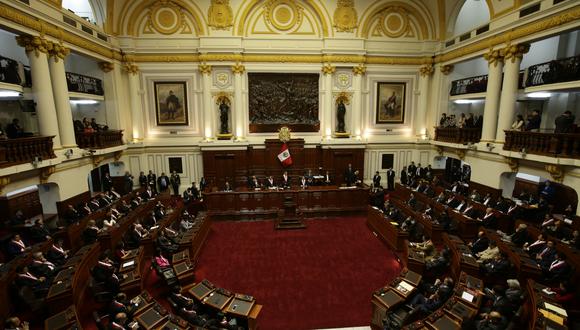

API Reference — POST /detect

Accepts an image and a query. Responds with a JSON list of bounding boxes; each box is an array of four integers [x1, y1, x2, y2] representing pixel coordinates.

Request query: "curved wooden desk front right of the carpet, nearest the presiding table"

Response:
[[367, 206, 409, 252]]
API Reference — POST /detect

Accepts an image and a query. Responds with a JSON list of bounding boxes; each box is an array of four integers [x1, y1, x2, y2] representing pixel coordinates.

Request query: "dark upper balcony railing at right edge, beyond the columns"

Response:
[[526, 55, 580, 87]]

» **What is expected**
Your answer must be the full listing, copied exactly, with no pictures in it.

» **Exercise answer**
API Reference — POST /detect

Accepts an image and a query. Responds with a JSON list of bounding boxes; each box is an array of four integers [x1, y1, x2, y2] representing pixel coordinates.

Request query: "curved wooden desk front right of the carpet, nearest the presiding table"

Response:
[[367, 206, 409, 252]]
API Reference — POST /detect

Accepts an image and a query. Responds with a JSON list of bounding boxes; each box is an array of four integers [x1, y1, x2, y2] representing pixel coordinates.

Request query: "dark upper balcony railing at right edge, beyond the columns"

Response:
[[526, 55, 580, 87]]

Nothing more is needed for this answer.